* [THE PROBLEM]
Copy word for word the lines of the material starting at the line with "Return the segmentation of every instance of the white" and ending at the line with "[[[215,68],[206,80],[217,88],[226,77],[227,74]]]", both included, and leave out the pictures.

* [SOURCE DATA]
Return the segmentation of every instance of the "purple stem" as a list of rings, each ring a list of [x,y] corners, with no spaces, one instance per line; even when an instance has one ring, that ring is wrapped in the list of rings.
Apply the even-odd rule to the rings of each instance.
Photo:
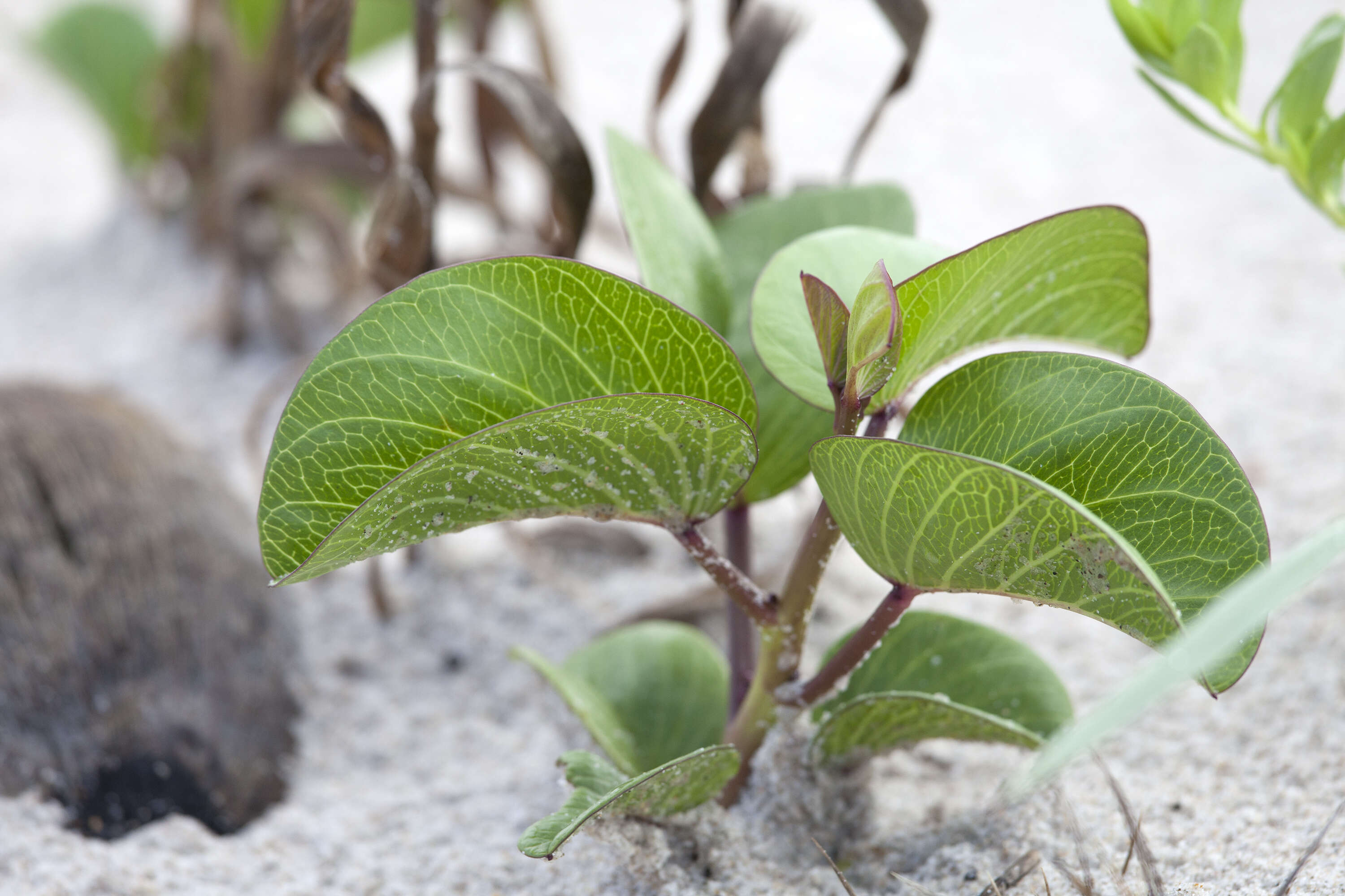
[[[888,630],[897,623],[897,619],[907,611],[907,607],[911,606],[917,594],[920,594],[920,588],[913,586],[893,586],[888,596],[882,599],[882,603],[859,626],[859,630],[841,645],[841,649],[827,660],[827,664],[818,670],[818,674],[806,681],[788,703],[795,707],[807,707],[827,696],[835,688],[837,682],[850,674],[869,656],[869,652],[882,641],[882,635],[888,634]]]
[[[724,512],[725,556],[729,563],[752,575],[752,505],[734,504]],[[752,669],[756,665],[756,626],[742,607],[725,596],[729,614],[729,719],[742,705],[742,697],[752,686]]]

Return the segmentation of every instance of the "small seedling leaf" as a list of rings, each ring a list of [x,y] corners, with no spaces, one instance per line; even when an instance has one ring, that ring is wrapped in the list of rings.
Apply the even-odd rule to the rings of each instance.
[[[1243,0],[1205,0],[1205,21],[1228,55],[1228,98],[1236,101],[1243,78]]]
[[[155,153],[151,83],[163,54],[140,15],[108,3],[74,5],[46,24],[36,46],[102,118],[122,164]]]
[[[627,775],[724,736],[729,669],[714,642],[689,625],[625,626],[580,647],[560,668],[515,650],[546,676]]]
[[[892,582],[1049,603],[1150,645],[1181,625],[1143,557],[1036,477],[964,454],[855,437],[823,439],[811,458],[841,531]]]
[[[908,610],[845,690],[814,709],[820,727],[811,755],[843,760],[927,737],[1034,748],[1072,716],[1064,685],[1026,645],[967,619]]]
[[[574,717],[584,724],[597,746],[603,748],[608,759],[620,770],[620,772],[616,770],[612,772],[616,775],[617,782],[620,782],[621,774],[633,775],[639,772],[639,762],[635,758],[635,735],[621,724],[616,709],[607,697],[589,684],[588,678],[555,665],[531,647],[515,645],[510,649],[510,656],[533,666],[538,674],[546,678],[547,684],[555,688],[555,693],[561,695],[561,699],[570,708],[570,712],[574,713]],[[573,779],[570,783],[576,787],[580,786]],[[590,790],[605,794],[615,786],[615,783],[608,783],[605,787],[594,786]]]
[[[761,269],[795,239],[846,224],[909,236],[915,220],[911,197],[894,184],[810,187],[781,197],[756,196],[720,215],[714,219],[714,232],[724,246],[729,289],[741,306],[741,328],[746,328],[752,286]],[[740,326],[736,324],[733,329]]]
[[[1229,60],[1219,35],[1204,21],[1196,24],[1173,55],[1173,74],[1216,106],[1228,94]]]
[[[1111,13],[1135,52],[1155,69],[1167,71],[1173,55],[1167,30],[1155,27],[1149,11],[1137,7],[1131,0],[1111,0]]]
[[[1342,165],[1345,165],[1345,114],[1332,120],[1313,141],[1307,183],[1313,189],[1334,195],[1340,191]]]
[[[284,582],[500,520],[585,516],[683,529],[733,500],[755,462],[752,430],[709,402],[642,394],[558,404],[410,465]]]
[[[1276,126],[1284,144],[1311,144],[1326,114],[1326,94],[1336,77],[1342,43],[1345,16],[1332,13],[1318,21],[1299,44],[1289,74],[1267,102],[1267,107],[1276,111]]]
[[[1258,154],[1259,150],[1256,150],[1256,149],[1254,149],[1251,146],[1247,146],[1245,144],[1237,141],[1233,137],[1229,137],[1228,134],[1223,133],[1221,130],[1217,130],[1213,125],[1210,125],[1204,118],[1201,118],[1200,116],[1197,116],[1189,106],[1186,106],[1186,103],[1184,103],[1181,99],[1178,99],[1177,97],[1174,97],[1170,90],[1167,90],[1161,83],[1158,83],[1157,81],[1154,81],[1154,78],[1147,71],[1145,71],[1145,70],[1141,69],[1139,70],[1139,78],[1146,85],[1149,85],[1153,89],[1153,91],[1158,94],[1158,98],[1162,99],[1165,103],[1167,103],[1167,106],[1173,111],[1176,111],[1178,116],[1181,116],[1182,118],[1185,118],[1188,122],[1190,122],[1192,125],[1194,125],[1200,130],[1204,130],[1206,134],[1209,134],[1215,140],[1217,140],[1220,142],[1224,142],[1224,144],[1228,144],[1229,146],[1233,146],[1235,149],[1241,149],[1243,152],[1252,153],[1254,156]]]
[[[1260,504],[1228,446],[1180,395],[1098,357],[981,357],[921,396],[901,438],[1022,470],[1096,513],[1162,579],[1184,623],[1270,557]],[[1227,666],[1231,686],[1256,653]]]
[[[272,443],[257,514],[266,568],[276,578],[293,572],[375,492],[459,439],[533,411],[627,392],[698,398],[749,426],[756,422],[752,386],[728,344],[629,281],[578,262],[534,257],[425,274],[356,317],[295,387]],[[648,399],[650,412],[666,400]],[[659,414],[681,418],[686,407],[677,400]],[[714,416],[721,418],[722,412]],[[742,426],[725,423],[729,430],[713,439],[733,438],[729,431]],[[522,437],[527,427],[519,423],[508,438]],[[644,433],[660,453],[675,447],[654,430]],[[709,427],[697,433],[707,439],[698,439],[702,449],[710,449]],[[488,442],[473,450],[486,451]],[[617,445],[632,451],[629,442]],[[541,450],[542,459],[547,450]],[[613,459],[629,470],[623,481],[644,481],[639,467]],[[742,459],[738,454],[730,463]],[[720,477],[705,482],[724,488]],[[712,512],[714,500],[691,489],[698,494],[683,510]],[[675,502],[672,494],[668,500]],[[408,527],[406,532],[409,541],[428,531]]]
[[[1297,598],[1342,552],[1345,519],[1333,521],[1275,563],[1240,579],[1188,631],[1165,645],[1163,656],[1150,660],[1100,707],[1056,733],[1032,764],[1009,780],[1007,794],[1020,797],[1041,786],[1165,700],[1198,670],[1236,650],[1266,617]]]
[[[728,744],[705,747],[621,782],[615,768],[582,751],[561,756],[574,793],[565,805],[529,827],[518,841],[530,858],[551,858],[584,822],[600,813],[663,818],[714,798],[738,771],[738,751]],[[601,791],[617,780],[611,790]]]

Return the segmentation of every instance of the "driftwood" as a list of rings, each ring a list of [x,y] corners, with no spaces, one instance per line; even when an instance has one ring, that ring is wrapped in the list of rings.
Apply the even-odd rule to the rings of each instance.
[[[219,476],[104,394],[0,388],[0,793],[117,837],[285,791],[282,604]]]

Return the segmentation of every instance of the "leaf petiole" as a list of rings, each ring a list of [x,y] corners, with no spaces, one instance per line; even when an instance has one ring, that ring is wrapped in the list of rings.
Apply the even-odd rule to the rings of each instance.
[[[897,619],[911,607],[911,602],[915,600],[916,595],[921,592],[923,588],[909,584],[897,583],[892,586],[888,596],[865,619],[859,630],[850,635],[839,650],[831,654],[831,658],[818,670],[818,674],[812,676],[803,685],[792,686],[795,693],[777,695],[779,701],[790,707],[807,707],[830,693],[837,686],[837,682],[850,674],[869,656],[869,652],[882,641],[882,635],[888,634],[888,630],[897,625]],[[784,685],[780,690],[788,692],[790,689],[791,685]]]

---

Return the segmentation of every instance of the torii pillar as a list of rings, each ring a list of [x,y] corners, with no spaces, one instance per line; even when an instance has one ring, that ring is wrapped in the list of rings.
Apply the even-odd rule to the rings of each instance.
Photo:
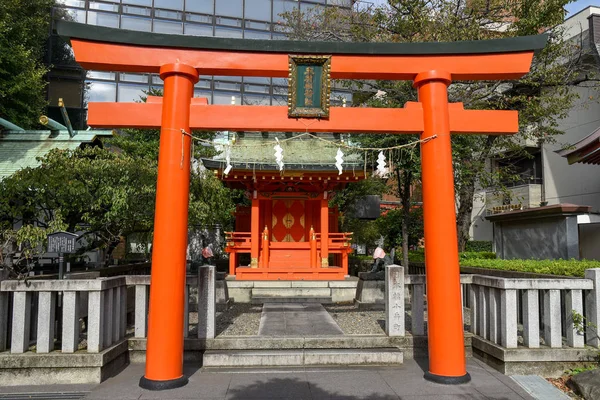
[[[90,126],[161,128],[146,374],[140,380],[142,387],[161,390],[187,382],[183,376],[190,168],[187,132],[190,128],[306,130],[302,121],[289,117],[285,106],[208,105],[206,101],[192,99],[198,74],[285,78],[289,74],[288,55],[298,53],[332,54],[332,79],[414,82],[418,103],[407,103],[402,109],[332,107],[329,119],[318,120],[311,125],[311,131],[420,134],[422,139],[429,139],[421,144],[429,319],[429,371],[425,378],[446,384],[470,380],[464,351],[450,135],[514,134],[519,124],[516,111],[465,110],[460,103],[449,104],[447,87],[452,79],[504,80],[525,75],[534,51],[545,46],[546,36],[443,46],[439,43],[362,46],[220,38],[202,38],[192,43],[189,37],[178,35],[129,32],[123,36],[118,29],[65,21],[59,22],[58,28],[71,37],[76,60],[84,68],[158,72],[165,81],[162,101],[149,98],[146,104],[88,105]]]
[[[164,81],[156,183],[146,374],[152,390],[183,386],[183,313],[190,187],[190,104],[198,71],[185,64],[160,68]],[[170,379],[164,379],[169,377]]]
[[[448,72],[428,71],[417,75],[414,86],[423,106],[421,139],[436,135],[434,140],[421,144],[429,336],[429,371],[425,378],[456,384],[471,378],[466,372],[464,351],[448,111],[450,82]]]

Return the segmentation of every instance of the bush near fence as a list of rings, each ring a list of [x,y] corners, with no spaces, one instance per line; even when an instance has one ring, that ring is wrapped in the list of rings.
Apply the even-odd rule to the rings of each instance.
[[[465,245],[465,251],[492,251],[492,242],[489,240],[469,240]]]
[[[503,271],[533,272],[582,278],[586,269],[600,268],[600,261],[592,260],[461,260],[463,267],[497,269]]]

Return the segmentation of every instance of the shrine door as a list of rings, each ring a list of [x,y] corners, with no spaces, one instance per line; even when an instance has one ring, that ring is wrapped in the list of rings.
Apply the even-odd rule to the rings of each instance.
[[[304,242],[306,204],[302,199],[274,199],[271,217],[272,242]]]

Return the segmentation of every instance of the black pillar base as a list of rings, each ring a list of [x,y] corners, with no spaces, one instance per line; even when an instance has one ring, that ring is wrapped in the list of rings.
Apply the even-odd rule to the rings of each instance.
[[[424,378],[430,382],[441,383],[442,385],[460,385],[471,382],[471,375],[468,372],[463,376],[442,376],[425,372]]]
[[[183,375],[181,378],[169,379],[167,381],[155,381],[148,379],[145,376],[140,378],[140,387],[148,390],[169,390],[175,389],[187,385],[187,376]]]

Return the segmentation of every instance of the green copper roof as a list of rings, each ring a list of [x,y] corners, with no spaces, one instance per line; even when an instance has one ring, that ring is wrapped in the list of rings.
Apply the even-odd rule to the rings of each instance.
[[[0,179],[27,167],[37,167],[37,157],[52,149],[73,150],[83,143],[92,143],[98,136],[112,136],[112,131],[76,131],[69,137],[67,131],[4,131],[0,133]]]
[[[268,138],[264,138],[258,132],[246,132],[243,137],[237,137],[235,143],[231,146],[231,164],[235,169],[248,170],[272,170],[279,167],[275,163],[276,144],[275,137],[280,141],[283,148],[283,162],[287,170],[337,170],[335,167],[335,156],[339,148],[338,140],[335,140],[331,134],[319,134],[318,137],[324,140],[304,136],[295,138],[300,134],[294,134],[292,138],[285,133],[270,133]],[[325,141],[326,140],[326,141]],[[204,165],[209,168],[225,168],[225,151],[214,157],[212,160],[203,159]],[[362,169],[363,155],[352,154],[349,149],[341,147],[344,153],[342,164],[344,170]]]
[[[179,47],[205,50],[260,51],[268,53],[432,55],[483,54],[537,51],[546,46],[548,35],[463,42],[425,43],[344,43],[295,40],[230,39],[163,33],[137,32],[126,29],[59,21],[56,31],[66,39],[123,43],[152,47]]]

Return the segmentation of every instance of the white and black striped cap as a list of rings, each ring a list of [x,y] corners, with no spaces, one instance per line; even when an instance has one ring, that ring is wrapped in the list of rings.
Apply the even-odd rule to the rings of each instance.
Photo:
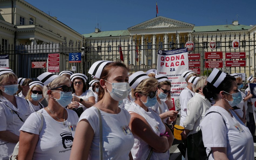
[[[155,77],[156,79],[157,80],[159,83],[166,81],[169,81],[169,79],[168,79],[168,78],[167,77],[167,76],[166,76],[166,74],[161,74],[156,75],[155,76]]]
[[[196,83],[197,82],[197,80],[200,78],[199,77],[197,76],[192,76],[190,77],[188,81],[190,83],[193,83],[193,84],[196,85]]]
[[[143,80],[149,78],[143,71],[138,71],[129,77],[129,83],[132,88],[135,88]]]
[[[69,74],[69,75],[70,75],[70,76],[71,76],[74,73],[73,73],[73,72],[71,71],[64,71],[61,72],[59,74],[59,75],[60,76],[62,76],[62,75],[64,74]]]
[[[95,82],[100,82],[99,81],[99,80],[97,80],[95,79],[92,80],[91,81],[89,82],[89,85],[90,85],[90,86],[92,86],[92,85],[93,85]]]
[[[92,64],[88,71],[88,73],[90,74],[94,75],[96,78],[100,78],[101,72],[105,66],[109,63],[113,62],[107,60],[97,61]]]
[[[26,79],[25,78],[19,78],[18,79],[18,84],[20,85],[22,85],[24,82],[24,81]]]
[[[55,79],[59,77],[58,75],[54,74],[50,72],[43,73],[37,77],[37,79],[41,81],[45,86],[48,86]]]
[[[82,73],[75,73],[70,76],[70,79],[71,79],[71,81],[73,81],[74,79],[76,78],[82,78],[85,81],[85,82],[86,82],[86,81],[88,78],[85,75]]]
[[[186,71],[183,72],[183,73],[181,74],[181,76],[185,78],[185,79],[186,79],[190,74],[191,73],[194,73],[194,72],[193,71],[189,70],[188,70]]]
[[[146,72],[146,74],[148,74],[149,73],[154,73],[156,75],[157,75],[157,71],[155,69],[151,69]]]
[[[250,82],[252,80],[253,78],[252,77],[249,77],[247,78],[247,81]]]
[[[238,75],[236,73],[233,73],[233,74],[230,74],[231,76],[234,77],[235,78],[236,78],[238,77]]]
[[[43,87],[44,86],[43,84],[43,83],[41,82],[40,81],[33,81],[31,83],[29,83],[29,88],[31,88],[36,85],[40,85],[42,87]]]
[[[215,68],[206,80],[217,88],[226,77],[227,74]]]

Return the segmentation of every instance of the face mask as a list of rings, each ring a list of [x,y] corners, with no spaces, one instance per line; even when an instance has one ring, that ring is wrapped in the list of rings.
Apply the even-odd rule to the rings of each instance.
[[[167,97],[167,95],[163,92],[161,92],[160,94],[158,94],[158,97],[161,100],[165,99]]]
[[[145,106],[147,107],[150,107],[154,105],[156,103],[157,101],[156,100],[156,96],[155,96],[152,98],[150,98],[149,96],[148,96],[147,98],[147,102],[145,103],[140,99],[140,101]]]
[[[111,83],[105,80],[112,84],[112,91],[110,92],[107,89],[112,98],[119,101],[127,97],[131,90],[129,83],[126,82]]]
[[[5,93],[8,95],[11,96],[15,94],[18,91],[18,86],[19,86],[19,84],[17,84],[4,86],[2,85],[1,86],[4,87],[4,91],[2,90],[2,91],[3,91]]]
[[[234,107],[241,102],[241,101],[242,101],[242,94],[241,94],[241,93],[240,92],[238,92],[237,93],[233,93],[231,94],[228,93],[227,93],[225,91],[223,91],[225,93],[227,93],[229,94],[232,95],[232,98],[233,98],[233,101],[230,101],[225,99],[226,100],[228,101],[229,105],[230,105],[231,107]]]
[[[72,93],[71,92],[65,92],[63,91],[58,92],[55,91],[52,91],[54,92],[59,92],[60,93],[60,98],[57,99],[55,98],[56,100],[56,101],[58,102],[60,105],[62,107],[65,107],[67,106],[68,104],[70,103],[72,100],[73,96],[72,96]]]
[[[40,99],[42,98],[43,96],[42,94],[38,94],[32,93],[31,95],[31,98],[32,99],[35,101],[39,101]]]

* [SOLUTION BELOW]
Return the segmentation of every instance of the white and black striped cap as a list of rings, each ring a list of [x,y] corners, with no spaces, one instance per line; even when an instance has one ring, that ring is wrapped in the list of rings.
Apply the even-odd rule to the rings of each instance.
Photo:
[[[155,77],[156,79],[157,80],[159,83],[166,81],[169,81],[169,79],[168,79],[168,78],[167,77],[167,76],[166,76],[166,74],[161,74],[156,75],[155,76]]]
[[[196,83],[197,82],[197,80],[200,78],[199,77],[197,76],[192,76],[190,77],[188,81],[190,83],[193,83],[193,84],[196,85]]]
[[[143,80],[149,78],[143,71],[138,71],[129,77],[129,83],[132,88],[135,88]]]
[[[69,74],[69,75],[70,75],[70,76],[71,76],[74,73],[73,73],[73,72],[71,71],[64,71],[61,72],[59,74],[59,75],[60,76],[62,76],[62,75],[64,74]]]
[[[95,82],[100,82],[99,81],[99,80],[97,80],[95,79],[92,80],[91,81],[89,82],[89,85],[90,85],[90,86],[92,86],[92,85],[93,85]]]
[[[92,64],[88,71],[88,73],[90,74],[94,75],[96,78],[100,78],[101,72],[105,66],[109,63],[113,62],[107,60],[97,61]]]
[[[26,79],[25,78],[19,78],[18,79],[18,84],[20,85],[22,85],[24,82],[24,81]]]
[[[55,79],[59,77],[58,75],[54,74],[50,72],[43,73],[37,77],[37,79],[41,81],[45,86],[48,86]]]
[[[82,73],[75,73],[70,76],[70,79],[71,79],[71,81],[73,81],[74,79],[76,78],[82,78],[85,81],[85,82],[86,82],[86,81],[88,78],[85,75]]]
[[[186,71],[183,72],[183,73],[181,74],[181,76],[185,78],[185,79],[186,79],[190,74],[191,73],[194,73],[194,72],[193,71],[189,70],[188,70]]]
[[[146,72],[146,74],[148,74],[149,73],[154,73],[156,75],[157,75],[157,71],[155,69],[151,69]]]
[[[250,82],[252,80],[253,78],[252,77],[249,77],[247,78],[247,81]]]
[[[238,75],[236,73],[233,73],[233,74],[230,74],[231,76],[234,77],[235,78],[236,78],[238,77]]]
[[[43,87],[44,86],[43,84],[43,83],[41,82],[40,81],[33,81],[31,83],[29,83],[29,88],[31,88],[36,85],[40,85],[42,87]]]
[[[215,68],[206,80],[217,88],[226,77],[227,74]]]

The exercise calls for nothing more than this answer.